Reproduce the whole listing, keeping each word unchanged.

─── Data for this task

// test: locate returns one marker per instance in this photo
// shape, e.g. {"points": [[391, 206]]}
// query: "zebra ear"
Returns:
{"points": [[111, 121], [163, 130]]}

──────

* [Task answer]
// test: locate returns one marker per instance in this photo
// shape, e.g. {"points": [[391, 206]]}
// query: "zebra ear"
Returns:
{"points": [[111, 121], [163, 130]]}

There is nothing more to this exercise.